(Required work) Which lines in the records contain the word "tufted"? Find each one and copy it out in full.

(Stored data)
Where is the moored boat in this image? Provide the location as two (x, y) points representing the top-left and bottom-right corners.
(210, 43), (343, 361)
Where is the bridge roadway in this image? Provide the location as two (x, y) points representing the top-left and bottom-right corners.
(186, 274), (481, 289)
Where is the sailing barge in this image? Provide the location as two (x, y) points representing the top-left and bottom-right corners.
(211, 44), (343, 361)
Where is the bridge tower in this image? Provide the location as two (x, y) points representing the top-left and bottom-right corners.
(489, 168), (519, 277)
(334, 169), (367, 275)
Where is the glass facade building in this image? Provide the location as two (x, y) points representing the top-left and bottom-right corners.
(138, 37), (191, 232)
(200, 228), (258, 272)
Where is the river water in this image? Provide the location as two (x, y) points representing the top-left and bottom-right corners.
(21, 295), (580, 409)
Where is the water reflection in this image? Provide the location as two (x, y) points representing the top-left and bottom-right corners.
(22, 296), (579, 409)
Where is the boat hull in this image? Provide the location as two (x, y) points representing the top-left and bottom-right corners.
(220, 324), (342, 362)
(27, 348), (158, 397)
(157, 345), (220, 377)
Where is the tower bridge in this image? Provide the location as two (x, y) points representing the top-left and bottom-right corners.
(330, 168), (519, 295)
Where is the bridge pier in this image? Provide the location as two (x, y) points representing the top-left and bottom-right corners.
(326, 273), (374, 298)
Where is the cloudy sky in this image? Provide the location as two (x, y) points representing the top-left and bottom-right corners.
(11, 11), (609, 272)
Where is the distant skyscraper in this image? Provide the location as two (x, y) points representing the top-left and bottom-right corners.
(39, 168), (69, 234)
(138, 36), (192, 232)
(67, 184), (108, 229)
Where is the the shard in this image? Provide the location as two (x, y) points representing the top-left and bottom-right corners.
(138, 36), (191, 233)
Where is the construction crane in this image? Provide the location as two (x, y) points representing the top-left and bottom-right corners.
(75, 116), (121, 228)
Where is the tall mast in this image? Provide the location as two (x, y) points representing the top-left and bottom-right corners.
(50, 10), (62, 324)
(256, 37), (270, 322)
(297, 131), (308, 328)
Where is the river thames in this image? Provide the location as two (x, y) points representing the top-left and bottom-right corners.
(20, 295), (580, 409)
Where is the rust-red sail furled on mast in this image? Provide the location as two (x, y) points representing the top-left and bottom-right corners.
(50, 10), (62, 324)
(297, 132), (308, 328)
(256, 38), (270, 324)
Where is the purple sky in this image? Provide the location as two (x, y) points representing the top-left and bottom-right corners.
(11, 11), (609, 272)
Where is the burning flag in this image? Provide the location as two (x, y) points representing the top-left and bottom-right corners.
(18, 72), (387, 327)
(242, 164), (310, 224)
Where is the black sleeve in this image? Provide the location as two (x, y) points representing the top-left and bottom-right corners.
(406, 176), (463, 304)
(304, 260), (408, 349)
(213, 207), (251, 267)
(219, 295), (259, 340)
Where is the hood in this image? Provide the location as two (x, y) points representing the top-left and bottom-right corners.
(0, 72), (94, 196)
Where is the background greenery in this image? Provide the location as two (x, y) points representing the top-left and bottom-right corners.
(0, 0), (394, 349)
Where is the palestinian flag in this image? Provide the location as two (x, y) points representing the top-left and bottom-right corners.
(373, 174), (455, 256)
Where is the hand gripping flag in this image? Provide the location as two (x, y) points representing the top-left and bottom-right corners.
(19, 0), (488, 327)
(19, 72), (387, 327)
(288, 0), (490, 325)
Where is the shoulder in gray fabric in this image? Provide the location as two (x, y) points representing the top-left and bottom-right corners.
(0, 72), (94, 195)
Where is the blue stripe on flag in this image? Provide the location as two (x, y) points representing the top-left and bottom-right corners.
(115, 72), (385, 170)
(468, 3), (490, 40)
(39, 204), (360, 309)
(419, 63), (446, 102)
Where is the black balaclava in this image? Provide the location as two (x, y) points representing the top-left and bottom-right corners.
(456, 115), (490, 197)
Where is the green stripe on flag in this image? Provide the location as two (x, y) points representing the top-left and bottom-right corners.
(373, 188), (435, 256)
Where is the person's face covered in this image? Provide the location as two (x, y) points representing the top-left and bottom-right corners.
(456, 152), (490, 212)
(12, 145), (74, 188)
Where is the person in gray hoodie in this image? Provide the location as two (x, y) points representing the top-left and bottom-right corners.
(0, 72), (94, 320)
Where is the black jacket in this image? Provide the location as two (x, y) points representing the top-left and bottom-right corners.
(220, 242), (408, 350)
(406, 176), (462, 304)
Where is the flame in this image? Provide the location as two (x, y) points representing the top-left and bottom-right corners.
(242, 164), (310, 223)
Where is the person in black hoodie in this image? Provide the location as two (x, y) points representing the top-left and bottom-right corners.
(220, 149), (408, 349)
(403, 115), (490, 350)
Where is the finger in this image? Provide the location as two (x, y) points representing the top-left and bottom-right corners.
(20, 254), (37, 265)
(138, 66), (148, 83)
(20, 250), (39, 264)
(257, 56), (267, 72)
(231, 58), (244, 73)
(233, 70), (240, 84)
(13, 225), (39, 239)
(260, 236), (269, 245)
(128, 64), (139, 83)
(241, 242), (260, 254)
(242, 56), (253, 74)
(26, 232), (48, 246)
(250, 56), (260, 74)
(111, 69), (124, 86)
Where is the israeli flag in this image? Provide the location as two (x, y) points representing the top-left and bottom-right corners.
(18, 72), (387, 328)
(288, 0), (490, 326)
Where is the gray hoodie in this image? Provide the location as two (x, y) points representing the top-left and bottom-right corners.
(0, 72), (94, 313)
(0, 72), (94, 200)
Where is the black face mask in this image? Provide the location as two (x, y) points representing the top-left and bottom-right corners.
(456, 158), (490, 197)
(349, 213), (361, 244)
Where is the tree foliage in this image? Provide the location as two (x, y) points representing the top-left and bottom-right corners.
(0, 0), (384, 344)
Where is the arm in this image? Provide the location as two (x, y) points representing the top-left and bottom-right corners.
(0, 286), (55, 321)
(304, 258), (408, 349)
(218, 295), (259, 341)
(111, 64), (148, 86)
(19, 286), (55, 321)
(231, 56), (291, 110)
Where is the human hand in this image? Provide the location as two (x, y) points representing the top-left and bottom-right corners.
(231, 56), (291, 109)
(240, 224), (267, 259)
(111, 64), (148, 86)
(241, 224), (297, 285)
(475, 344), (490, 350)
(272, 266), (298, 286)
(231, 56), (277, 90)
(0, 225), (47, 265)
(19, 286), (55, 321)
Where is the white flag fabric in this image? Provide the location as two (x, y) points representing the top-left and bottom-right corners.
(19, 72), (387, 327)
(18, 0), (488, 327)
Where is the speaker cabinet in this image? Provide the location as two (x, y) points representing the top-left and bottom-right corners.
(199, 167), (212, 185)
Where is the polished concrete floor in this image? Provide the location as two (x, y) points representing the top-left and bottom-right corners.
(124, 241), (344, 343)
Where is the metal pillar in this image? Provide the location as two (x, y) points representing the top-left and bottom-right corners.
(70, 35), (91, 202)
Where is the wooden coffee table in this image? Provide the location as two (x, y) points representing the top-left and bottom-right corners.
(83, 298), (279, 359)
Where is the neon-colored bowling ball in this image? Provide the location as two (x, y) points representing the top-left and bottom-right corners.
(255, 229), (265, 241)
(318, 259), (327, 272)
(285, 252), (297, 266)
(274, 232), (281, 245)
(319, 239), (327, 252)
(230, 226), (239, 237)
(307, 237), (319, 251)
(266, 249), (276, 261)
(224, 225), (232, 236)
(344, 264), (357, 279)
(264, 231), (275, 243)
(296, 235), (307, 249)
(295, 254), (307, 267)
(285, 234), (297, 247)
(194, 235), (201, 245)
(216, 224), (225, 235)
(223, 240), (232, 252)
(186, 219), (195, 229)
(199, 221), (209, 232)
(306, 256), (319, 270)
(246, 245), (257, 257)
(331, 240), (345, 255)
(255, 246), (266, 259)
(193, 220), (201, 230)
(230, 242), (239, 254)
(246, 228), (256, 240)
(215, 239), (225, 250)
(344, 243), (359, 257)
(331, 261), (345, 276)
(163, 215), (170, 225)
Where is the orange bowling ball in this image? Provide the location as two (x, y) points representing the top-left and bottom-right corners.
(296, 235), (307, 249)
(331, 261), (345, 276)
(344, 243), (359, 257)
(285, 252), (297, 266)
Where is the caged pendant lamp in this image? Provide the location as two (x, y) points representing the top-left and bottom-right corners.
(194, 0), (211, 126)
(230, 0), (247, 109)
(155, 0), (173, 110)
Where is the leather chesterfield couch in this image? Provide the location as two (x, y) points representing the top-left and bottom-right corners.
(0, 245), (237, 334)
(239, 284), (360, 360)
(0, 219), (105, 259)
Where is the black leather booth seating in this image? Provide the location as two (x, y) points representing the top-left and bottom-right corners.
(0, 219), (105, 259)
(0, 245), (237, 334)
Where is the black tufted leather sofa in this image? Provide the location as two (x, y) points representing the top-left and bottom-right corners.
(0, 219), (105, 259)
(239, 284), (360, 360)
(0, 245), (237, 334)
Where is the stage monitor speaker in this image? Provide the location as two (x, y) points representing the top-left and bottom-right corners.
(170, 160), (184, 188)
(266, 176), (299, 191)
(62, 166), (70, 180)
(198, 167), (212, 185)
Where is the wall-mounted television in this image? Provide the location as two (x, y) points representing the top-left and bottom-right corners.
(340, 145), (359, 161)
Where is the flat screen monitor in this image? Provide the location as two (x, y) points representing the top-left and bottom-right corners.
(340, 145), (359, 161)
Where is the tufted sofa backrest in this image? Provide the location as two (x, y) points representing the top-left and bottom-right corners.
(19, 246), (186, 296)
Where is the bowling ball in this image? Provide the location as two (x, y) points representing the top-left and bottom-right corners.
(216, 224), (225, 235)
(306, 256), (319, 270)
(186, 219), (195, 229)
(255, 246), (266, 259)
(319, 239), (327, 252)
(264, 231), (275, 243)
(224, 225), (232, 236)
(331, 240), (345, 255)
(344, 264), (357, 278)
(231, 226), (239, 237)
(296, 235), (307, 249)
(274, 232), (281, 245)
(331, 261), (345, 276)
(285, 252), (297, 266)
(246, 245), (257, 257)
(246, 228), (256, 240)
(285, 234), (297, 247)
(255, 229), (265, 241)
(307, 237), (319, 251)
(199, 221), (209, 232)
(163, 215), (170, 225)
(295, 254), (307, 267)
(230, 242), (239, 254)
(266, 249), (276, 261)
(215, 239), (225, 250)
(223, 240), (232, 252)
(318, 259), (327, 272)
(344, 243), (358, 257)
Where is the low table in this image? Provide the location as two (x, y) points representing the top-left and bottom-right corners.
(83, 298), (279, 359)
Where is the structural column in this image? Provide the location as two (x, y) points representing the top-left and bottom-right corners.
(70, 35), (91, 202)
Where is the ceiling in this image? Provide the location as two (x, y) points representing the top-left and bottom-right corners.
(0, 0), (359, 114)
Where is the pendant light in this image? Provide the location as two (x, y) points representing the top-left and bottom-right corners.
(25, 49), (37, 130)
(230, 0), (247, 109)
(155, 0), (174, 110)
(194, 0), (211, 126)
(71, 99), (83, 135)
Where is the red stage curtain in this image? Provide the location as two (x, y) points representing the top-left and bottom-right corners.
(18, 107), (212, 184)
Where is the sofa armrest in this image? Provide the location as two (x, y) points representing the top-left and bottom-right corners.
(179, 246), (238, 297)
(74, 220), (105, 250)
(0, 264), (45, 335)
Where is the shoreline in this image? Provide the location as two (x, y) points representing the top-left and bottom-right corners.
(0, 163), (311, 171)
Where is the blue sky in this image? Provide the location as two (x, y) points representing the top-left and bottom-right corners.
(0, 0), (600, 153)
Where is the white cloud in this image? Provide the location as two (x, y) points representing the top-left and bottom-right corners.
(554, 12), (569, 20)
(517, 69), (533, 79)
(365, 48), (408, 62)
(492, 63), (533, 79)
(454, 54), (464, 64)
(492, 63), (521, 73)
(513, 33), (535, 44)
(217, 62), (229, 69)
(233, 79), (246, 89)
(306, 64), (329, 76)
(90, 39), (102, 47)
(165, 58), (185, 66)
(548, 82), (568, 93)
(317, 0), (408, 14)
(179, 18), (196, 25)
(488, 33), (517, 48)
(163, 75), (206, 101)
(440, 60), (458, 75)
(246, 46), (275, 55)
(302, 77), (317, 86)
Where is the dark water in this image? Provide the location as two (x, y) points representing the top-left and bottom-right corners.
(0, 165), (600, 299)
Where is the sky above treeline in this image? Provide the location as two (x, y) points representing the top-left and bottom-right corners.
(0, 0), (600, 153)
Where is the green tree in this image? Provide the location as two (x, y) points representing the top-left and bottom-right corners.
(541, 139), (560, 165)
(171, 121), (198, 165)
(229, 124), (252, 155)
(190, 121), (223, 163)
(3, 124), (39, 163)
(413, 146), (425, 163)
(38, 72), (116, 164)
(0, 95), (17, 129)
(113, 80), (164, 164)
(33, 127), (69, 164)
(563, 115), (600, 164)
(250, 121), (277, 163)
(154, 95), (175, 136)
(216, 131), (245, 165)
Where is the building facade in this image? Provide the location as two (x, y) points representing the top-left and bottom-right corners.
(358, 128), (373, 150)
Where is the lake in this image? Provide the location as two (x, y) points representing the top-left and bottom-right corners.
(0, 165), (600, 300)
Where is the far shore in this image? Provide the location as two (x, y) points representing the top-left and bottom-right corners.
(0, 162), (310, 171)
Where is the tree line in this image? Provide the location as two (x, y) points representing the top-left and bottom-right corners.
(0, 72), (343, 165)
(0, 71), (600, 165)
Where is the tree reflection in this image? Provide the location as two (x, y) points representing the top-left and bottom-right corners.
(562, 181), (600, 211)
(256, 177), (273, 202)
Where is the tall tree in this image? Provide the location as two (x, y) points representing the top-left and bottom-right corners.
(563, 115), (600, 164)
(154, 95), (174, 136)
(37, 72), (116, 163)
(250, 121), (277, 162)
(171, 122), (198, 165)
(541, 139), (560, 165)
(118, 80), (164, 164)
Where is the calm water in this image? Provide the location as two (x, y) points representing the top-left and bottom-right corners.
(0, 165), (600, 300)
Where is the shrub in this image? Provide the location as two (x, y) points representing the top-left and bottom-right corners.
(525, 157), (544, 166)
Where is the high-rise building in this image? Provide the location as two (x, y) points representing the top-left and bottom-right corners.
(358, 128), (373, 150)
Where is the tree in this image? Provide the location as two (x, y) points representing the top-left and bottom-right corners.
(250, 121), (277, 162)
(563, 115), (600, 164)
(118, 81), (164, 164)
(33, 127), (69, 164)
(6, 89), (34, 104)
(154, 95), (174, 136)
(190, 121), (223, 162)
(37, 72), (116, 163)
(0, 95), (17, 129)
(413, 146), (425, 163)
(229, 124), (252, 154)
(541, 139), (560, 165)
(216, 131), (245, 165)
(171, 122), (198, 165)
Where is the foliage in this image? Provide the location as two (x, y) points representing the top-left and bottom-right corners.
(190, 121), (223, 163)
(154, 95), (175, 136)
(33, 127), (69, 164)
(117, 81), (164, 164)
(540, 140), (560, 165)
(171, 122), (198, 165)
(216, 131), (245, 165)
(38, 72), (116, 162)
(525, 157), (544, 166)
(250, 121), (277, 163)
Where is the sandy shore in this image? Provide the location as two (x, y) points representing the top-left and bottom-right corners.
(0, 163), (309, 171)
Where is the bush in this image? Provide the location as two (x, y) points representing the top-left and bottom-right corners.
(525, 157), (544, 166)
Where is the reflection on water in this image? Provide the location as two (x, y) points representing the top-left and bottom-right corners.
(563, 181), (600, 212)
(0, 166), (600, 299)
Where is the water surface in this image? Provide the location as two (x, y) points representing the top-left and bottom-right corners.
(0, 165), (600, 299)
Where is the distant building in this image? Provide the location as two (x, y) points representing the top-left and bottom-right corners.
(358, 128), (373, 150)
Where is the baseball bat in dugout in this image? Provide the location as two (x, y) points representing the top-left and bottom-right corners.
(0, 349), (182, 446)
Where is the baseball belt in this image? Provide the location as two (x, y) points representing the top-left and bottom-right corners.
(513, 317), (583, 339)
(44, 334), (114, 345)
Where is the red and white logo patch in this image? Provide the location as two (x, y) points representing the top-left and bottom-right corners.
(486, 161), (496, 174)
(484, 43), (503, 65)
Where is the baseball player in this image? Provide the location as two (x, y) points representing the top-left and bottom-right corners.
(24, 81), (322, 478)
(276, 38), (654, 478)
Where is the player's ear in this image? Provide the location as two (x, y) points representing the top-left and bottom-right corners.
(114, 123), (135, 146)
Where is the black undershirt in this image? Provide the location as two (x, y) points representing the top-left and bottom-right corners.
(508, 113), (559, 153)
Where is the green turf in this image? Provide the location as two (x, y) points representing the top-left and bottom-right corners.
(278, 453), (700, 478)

(Result of the exercise)
Where is the black tufted leather sofa in this image? Provide the location as two (x, y) points representing the top-left and bottom-right corners.
Where is the tufted sofa backrest in this image? Provide the location as two (x, y) points representing the top-left and bottom-right corners.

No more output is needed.